Poster
in
Workshop: Workshop on Reinforcement Learning Theory
Multi-Task Offline Reinforcement Learning with Conservative Data Sharing
Tianhe (Kevin) Yu · Aviral Kumar · Yevgen Chebotar · Karol Hausman · Sergey Levine · Chelsea Finn
Offline reinforcement learning (RL) algorithms have shown promising results in domains where abundant pre-collected data is available. However, prior methods focus on solving individual problems from scratch with an offline dataset without considering how an offline RL agent can acquire multiple skills. We argue that a natural use case of offline RL is in settings where we can pool large amounts of data collected in a number of different scenarios for solving various tasks, and utilize all this data to learn strategies for all the tasks more effectively rather than training each one in isolation. To this end, we study the offline multi-task RL problem, with the goal of devising data-sharing strategies for effectively learning behaviors across all of the tasks. While it is possible to share all data across all tasks, we find that this simple strategy can actually exacerbate the distributional shift between the learned policy and the dataset, which in turn can lead to very poor performance. To address this challenge, we develop a simple technique for data-sharing in multi-task offline RL that routes data based on the improvement over the task-specific data. We call this approach conservative data sharing (CDS), and it can be applied with any single-task offline RL method. On a range of challenging multi-task locomotion, navigation, and image-based robotic manipulation problems, CDS achieves the best or comparable performance compared to prior offline multi-task RL methods and previously proposed online multi-task data sharing approaches.

ENTRIES SUPPLIED:
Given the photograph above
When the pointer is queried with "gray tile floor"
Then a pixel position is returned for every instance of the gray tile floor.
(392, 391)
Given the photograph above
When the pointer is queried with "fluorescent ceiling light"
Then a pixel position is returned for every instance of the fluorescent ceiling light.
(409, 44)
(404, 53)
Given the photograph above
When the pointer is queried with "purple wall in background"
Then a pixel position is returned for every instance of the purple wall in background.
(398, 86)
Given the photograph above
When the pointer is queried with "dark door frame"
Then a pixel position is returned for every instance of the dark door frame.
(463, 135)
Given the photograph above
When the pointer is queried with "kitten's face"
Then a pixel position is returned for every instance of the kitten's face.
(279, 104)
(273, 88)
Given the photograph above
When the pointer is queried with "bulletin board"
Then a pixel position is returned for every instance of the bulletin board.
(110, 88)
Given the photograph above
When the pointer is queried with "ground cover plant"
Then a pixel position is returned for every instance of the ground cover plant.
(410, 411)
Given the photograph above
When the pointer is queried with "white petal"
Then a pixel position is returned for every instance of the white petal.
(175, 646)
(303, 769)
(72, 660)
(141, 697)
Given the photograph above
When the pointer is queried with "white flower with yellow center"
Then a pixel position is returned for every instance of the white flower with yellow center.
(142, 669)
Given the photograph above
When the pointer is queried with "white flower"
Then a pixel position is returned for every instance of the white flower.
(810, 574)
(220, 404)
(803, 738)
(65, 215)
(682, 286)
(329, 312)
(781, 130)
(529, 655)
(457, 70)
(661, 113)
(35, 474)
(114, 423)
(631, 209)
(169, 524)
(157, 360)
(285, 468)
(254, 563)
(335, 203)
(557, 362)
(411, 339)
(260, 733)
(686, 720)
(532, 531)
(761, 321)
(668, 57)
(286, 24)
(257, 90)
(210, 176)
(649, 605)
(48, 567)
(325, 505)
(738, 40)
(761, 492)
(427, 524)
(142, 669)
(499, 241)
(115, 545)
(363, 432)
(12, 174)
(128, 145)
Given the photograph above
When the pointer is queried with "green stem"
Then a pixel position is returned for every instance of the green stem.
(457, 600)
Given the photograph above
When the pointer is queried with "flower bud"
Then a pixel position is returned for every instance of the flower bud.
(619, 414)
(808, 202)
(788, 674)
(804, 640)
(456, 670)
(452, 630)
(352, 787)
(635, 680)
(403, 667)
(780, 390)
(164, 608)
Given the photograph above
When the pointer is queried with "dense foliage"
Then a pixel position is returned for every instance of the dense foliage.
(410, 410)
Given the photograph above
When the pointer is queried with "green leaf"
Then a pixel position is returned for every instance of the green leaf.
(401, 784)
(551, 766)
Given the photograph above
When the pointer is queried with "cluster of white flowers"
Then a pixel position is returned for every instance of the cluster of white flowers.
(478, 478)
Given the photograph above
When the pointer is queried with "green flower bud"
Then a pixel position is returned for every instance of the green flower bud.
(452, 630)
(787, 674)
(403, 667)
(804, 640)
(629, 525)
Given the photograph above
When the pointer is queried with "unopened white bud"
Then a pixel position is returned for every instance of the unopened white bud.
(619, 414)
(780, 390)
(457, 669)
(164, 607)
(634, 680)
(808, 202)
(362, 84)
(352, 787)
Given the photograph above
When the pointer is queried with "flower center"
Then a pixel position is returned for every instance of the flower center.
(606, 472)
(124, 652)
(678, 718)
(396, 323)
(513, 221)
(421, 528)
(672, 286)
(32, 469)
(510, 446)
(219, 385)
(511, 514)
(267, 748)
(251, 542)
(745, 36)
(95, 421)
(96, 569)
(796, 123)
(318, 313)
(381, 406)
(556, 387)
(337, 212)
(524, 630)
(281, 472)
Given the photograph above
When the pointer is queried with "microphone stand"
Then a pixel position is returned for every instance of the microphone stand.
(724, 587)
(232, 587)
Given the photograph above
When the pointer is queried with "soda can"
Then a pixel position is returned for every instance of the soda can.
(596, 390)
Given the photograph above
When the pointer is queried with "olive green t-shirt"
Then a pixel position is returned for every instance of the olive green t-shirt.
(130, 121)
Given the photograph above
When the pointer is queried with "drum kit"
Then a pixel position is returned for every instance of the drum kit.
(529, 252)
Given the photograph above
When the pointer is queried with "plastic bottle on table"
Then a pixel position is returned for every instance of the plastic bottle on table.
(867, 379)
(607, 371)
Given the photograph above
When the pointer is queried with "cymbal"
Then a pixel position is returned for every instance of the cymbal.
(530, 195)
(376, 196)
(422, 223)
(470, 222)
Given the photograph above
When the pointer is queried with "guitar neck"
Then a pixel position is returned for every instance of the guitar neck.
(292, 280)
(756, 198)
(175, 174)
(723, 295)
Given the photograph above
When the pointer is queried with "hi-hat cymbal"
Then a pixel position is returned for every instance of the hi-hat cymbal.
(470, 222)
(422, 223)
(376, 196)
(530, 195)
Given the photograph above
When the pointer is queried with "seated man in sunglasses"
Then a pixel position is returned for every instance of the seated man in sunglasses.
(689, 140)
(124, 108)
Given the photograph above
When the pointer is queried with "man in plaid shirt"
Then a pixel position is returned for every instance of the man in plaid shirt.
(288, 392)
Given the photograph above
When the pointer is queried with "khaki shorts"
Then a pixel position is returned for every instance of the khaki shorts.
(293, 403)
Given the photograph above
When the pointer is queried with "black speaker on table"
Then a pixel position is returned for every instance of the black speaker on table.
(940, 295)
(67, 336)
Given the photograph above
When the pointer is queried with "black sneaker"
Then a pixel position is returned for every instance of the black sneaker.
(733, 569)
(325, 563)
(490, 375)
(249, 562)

EXERCISE SET:
1 > In the page text, what can sharing all data across all tasks make worse?
2 > List every author named in the page text.

ANSWERS TO THIS EXERCISE:
1 > The distributional shift between the learned policy and the dataset.

2 > Tianhe (Kevin) Yu, Aviral Kumar, Yevgen Chebotar, Karol Hausman, Sergey Levine, Chelsea Finn